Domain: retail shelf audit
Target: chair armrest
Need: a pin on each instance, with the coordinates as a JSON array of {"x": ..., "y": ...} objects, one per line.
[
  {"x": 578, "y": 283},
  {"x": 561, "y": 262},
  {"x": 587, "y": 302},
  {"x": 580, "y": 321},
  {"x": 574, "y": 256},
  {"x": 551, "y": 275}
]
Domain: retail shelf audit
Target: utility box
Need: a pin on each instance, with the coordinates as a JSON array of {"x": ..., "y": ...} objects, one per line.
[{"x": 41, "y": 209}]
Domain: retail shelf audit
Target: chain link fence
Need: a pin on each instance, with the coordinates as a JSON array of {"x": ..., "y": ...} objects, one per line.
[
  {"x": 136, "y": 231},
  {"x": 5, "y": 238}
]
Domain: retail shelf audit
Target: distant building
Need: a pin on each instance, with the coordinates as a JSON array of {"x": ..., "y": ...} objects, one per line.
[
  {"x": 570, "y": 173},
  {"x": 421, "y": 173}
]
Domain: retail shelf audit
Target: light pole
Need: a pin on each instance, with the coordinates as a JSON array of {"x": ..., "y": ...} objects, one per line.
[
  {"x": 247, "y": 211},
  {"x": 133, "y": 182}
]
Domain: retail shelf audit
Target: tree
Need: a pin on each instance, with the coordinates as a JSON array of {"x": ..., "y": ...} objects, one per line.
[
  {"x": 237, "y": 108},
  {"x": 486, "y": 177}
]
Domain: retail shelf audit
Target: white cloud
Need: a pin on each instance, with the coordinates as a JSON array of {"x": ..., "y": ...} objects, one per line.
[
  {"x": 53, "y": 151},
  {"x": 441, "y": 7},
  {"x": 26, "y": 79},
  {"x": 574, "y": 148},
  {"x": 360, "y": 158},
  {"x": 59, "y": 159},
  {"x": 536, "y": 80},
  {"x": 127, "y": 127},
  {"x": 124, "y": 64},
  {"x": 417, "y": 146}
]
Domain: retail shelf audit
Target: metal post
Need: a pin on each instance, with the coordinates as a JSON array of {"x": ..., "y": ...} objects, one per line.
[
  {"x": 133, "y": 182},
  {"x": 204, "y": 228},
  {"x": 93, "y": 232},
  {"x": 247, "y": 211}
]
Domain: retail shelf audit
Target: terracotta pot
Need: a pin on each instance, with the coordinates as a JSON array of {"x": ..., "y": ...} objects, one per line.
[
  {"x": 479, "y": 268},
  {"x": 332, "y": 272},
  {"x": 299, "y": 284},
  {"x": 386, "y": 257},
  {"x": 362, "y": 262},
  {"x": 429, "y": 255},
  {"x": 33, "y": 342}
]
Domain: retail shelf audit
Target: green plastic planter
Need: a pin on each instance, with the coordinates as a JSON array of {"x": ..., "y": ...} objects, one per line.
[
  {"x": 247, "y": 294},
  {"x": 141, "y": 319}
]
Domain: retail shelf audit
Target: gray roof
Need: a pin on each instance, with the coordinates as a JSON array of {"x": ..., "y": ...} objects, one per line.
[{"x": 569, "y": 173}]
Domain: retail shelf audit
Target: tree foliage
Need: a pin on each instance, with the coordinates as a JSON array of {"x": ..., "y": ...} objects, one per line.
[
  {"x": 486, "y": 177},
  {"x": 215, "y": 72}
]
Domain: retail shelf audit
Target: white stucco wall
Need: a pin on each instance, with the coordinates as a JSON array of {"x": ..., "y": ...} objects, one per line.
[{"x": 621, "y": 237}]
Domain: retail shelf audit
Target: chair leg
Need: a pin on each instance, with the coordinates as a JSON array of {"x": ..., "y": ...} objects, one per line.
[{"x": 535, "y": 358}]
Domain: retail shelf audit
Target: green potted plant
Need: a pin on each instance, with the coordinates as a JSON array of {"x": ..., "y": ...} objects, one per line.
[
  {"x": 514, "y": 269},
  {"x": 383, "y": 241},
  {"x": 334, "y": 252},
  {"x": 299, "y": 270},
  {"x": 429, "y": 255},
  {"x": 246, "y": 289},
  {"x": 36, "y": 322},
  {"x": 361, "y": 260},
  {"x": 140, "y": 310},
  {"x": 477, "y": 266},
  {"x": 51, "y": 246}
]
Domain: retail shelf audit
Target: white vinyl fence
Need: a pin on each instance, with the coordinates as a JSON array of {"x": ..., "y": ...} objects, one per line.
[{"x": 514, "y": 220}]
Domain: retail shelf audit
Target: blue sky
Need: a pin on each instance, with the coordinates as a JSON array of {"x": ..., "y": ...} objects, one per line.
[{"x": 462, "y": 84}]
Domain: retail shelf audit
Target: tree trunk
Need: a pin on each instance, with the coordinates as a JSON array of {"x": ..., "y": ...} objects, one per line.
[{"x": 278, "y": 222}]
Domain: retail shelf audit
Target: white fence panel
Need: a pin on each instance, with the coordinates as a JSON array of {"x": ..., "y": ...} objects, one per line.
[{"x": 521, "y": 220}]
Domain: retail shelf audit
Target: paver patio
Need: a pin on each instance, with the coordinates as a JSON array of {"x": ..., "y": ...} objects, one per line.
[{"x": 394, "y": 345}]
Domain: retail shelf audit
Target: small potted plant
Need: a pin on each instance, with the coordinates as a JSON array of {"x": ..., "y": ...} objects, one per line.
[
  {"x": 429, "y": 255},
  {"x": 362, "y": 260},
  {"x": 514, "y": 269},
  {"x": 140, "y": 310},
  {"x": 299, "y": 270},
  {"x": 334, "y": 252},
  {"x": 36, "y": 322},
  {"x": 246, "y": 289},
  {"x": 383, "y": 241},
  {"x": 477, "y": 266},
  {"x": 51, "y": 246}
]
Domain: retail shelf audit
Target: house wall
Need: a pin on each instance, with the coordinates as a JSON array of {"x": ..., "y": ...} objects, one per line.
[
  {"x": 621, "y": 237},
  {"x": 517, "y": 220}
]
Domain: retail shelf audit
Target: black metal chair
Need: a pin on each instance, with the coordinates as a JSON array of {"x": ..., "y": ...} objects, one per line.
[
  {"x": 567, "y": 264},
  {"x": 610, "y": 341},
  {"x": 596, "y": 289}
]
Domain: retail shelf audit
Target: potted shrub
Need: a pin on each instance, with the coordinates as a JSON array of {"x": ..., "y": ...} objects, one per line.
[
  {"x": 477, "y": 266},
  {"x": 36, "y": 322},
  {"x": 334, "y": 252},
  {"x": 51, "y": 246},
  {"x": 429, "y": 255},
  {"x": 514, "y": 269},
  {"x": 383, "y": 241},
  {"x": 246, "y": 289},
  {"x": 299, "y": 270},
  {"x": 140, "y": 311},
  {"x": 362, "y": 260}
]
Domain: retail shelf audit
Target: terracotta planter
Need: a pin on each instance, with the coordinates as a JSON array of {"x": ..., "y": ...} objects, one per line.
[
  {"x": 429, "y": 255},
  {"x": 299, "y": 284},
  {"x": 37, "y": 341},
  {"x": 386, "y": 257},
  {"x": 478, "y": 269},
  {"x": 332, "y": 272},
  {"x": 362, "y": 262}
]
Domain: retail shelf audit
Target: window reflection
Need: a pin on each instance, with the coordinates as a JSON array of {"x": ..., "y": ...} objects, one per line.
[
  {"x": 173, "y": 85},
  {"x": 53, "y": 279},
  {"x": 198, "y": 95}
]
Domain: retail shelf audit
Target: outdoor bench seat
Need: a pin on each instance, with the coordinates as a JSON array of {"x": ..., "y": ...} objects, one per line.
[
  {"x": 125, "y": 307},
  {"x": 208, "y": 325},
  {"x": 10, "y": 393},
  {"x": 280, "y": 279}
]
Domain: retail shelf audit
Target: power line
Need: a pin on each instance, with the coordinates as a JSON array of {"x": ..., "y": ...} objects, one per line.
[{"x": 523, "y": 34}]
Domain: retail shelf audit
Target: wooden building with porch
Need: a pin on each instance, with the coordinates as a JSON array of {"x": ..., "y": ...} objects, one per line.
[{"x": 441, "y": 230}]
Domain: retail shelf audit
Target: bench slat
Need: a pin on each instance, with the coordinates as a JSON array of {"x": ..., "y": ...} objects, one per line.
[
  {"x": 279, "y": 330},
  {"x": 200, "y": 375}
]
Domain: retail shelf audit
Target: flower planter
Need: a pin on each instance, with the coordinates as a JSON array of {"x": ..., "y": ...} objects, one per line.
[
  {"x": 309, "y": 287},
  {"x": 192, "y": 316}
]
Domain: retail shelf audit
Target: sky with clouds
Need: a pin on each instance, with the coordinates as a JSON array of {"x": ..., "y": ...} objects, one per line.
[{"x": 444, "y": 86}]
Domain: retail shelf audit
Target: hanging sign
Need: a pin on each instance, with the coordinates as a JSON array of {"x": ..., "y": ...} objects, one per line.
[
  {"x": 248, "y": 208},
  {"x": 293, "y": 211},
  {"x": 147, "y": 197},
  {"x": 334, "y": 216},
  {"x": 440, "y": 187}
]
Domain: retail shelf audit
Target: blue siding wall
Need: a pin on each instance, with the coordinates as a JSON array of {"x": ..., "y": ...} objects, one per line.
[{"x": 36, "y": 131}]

□ □ □ □ □

Exercise prompt –
Filter the entries above down to the lines that contain the word "potted".

Solution to the problem –
Target: green potted plant
Target: small potted plant
Target: potted shrub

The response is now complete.